**Problem details**
Provide the records once more, identical to the original.

===== Entries provided =====

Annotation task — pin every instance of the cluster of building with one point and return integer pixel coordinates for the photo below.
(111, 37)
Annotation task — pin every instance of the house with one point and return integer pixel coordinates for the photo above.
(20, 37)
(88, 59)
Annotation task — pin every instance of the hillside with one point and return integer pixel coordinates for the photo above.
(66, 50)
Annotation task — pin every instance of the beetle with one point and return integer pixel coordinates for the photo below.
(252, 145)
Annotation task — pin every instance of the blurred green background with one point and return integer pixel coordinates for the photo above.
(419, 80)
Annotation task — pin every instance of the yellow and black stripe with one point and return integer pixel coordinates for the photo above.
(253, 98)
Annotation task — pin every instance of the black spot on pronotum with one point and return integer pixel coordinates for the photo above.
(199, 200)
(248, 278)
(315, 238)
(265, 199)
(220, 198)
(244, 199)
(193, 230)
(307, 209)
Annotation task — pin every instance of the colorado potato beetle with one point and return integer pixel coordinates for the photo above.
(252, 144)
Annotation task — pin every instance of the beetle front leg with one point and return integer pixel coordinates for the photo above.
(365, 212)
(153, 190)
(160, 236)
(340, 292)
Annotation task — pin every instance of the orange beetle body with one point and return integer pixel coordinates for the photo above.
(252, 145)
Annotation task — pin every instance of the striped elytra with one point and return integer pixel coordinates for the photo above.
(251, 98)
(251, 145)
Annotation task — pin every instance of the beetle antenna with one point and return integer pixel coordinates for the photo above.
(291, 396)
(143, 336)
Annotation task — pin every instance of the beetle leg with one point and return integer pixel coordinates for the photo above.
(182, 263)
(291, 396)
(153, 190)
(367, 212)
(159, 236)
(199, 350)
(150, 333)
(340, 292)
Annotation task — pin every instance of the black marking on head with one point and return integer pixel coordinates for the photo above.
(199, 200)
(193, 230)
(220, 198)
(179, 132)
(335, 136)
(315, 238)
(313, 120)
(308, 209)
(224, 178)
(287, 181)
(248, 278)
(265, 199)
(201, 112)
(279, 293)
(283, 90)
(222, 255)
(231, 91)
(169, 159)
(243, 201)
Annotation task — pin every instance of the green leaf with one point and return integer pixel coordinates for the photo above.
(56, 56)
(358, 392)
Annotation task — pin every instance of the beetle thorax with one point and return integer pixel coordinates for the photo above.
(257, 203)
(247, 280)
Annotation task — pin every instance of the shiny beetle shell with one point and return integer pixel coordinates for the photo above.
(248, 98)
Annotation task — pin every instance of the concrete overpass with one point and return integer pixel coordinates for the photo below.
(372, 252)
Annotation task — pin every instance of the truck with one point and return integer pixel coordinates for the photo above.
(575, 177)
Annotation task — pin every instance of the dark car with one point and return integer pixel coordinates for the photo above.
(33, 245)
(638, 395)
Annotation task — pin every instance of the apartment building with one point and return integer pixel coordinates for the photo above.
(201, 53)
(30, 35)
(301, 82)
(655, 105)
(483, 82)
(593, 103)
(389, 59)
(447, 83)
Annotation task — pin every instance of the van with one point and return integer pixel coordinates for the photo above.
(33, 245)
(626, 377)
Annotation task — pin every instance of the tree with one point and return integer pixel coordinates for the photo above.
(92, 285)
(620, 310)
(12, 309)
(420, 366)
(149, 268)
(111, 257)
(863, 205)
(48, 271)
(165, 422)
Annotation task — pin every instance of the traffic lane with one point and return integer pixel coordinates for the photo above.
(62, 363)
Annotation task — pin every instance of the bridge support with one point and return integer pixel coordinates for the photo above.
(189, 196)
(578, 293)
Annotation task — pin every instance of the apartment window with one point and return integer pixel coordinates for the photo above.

=====

**Solved exercise**
Annotation task — pin every instance of the cluster of building with one point and return integer pixel coordinates for the photo below.
(111, 37)
Annotation task — pin every instance of the house with one point and return integer pixel coordinates for the photo above.
(20, 37)
(88, 59)
Annotation task — pin every instance of the hillside with one point and return integer pixel coordinates for the photo above.
(66, 50)
Annotation task — pin every instance of the beetle with one point and return integer pixel coordinates for the photo below.
(252, 145)
Annotation task — pin every instance of the blurred green background with one point and return integer pixel coordinates for the photo above.
(419, 80)
Annotation task — pin every instance of the yellow and black stripe with one point and return integer pixel coordinates for the photo above.
(253, 98)
Annotation task — pin every instance of the black spot on pronotum with one point and return integer pixel coordinates for the photo above.
(199, 200)
(248, 278)
(315, 238)
(265, 199)
(220, 198)
(244, 199)
(193, 230)
(307, 209)
Annotation task — pin every instance of the colorado potato beetle with one point and return integer pixel coordinates for the photo above.
(252, 144)
Annotation task — pin every instance of the beetle front leg with one point and return integer pixel coordinates for the photo above.
(365, 212)
(153, 190)
(160, 236)
(340, 292)
Annotation task — pin every instance of the orange beetle body with one point and return integer pixel coordinates for the photo above.
(252, 145)
Annotation task — pin every instance of the striped elytra with one point and return integer pixel coordinates for the photo above.
(251, 98)
(251, 145)
Annotation task — pin every instance of the beetle antenna with one point and return integer pixel coordinates for the photo above.
(291, 396)
(143, 336)
Annotation task — pin every instance of the beetle leg with one point and return integer pixel coordinates for the photo above.
(182, 263)
(291, 396)
(153, 190)
(367, 212)
(159, 236)
(199, 350)
(150, 333)
(340, 292)
Annotation task — pin every instance of the black marking on head with one point and return integer pixel coordinates for the photo above.
(199, 200)
(193, 230)
(220, 198)
(179, 132)
(335, 136)
(315, 238)
(313, 120)
(308, 209)
(224, 178)
(287, 181)
(248, 278)
(265, 199)
(201, 112)
(279, 293)
(283, 90)
(222, 255)
(231, 91)
(169, 159)
(243, 201)
Annotation task — pin every instance of the green leaf with one point and return integer pixel coordinates for the photo above.
(56, 56)
(358, 392)
Annotation task — pin every instance of the beetle thorax with one point and return integer pixel coordinates for the photo above.
(257, 203)
(247, 280)
Annotation task — pin every instance of the shiny beetle shell with one point and return integer pixel coordinates for the photo above.
(248, 98)
Annotation task — pin every instance of the concrete overpass with one point and return integer pixel coordinates for the photo below.
(372, 252)
Annotation task — pin every instance of the truck with one point and return integer pixel coordinates for the photo above.
(575, 177)
Annotation task — pin every instance of the dark car with one point and return integer pixel coordinates for the photo above.
(33, 245)
(638, 395)
Annotation task — pin every instance of the apartment building with one point and return integer pixel coordinates for the photo above.
(201, 53)
(30, 35)
(301, 82)
(655, 105)
(483, 82)
(593, 103)
(389, 59)
(447, 83)
Annotation task — pin every instance of the van with one point and return integer pixel coordinates for the photo above.
(33, 245)
(626, 377)
Annotation task — pin every instance of the tree with one point and return integer pixel coordinates for the photo above.
(92, 285)
(620, 310)
(12, 309)
(420, 366)
(149, 268)
(111, 257)
(863, 205)
(48, 271)
(165, 422)
Annotation task — pin every instance of the traffic lane with one point and return integer pixel coordinates for the photo above.
(62, 363)
Annotation task — pin every instance of the bridge support with one point and return integer pixel coordinates for the photo above.
(189, 196)
(578, 293)
Annotation task — pin every instance of the apartment window with one point and return integer pixel coordinates for the photo above.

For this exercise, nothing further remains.